======== Passage shown ========

Districts can now begin efforts to build education workforce housing with less red tape

Survey after survey, study after study, lack of affordable housing close to the campuses in which they work continues to be one of the most cited reasons for why teachers and other school employees leave their positions or the education field entirely.

This presents a significant problem as districts attempt to recruit and retain teachers to best support children still recovering academically following pandemic school closures.

“Even prior to the pandemic, we saw accelerating housing costs … and so we’ve seen a lot of our educational workforce moving farther and farther away, not being able to live in the communities in which they teach, and so this is where districts are really starting to look at producing education workforce housing on their own property,” CSBA Legislative Director Chris Reefe said during a Sept. 27 webinar hosted by SPUR, the San Francisco Bay Area Planning and Urban Research Association. “We’re in a situation where we’re facing fairly dire straits with our teacher shortage and staffing shortage across the state. Many school districts are pursuing this option not as a matter of want but a matter of need.”

The webinar highlighted Assembly Bill 2295 (Bloom, D-Santa Monica), a CSBA-sponsored bill that would remove bureaucratic hurdles and increase incentives for districts to develop education workforce housing on vacant school property, which was signed by Gov. Gavin Newsom as part of a package of housing bills on Sept. 28.

A report released earlier this year from the University of California, Los Angeles’ cityLAB, UC Berkeley’s Center for Cities + Schools and Terner Center for Housing Innovation, Education Workforce Housing in California: Developing the 21st Century Campus, provides an extensive review of the need for public education workforce housing solutions, where and how some strategies can — and in some districts are already — being implemented, and recommendations to advance housing solutions on land currently owned by local educational agencies.

======== Information provided ========

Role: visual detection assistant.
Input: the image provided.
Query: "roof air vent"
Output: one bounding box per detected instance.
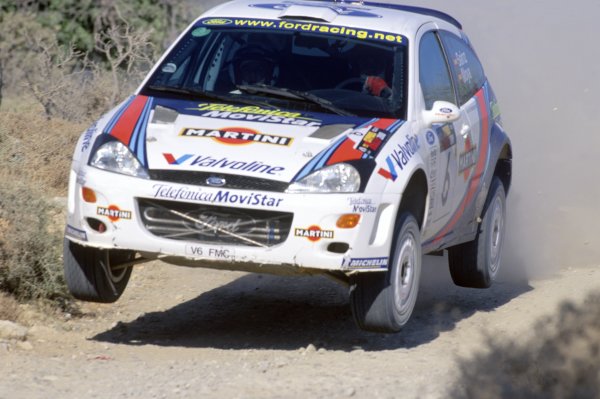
[279,4,338,22]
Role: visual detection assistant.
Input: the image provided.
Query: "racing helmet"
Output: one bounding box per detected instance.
[232,45,279,86]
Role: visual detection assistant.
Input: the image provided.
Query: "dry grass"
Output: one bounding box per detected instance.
[0,292,19,321]
[0,100,88,196]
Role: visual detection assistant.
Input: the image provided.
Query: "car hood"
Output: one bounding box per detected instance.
[106,95,403,182]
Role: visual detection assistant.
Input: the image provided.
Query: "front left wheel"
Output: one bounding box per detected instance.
[448,177,506,288]
[63,238,135,303]
[350,213,422,333]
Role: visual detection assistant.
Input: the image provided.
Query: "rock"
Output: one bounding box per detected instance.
[304,344,317,353]
[0,320,27,341]
[17,341,33,351]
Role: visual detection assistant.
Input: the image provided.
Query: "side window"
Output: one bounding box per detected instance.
[440,32,485,106]
[419,32,456,109]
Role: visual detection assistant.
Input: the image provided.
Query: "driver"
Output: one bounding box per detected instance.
[358,57,392,98]
[233,45,279,86]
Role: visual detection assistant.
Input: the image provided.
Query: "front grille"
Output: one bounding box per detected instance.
[149,169,289,193]
[138,198,293,247]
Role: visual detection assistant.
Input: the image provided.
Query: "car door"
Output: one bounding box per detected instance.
[415,30,470,241]
[436,30,489,242]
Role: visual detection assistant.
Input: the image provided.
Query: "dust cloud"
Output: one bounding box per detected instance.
[384,0,600,276]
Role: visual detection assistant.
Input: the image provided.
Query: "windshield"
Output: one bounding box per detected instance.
[144,19,407,119]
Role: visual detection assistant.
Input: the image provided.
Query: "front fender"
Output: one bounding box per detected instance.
[475,122,512,217]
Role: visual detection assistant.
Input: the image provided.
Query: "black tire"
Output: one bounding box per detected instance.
[63,238,135,303]
[350,213,422,333]
[448,177,506,288]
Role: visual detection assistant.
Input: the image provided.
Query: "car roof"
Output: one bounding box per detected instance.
[202,0,462,38]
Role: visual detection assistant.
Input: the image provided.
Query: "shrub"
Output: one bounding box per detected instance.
[452,294,600,399]
[0,180,66,299]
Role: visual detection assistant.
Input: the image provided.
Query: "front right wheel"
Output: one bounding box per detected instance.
[63,238,135,303]
[350,212,422,333]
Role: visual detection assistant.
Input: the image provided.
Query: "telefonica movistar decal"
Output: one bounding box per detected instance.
[152,184,283,208]
[187,104,321,127]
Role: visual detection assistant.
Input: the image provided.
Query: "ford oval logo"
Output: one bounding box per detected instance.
[206,176,227,187]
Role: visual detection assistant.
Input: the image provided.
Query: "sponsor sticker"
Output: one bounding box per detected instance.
[294,225,334,242]
[348,258,388,269]
[179,127,294,147]
[163,153,285,175]
[348,198,377,213]
[250,1,381,18]
[96,205,131,222]
[152,184,283,208]
[356,127,389,156]
[202,18,233,26]
[425,130,435,145]
[435,123,456,152]
[377,135,420,181]
[65,225,87,241]
[81,121,98,152]
[185,244,235,260]
[186,103,321,127]
[210,18,406,44]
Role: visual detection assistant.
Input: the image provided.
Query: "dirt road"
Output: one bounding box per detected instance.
[0,0,600,399]
[0,257,600,399]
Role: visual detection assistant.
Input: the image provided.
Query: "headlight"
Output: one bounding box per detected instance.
[286,163,360,193]
[90,141,149,179]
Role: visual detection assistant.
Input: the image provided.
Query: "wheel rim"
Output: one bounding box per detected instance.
[489,197,504,276]
[104,251,127,283]
[394,234,417,313]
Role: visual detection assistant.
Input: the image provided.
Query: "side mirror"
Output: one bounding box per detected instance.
[423,101,460,127]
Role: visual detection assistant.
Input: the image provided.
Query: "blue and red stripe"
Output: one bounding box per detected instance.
[424,83,490,245]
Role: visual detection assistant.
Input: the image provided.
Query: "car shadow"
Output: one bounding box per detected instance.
[92,256,532,351]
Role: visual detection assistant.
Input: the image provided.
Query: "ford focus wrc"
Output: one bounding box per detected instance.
[64,0,512,332]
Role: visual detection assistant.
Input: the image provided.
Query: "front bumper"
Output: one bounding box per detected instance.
[65,166,399,273]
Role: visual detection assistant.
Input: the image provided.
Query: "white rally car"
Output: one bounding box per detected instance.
[64,0,512,332]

========

● What to do:
1 – In the article on education workforce housing, on what date did Gov. Gavin Newsom sign Assembly Bill 2295?
2 – Summarize the article on education workforce housing in two sentences.
Answer from the text alone, not the material.

● Solutions:
1 – He signed it on Sept. 28, as part of a package of housing bills.

2 – A lack of affordable housing near campuses is one of the most cited reasons teachers and other school employees leave, so districts struggling with staff shortages are looking at building education workforce housing on their own property. Assembly Bill 2295, sponsored by CSBA and signed by Gov. Gavin Newsom on Sept. 28, would remove bureaucratic hurdles and increase incentives for districts to develop such housing on vacant school property.